*Problem*. Copy the listing below line for line without changing anything, and omit the pictures from your copy.

=-=-=

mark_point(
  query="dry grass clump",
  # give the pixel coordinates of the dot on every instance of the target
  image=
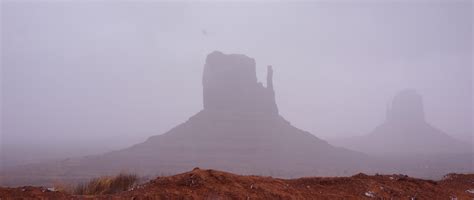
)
(107, 185)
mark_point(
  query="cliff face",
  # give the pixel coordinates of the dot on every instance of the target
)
(407, 108)
(230, 85)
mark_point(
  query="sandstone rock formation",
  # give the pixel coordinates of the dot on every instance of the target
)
(230, 85)
(239, 130)
(406, 132)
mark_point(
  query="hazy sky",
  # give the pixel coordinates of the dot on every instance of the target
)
(83, 77)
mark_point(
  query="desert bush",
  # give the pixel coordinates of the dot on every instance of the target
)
(107, 185)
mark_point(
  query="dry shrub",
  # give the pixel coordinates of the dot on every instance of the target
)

=-=-=

*Expected answer*.
mark_point(
  query="dry grass clump",
  # give the pixel coordinates of the dot on every instance of the target
  image=
)
(107, 185)
mark_point(
  query="cliff face",
  # give the pixel coordinates of the dot on every instance of the target
)
(407, 108)
(230, 85)
mark_point(
  query="sandstone rock formation",
  # give the pixel coordinates of the dot on every instance of the target
)
(230, 85)
(239, 130)
(406, 132)
mark_point(
  query="hazy sky",
  # give the pixel coordinates of the dot on every instance of the target
)
(83, 77)
mark_point(
  query="desert bush",
  # give the pixel coordinates of the dot on every instance of the target
)
(107, 185)
mark_point(
  query="dry shrub",
  # give the pixel coordinates of the dot on every instance of the target
)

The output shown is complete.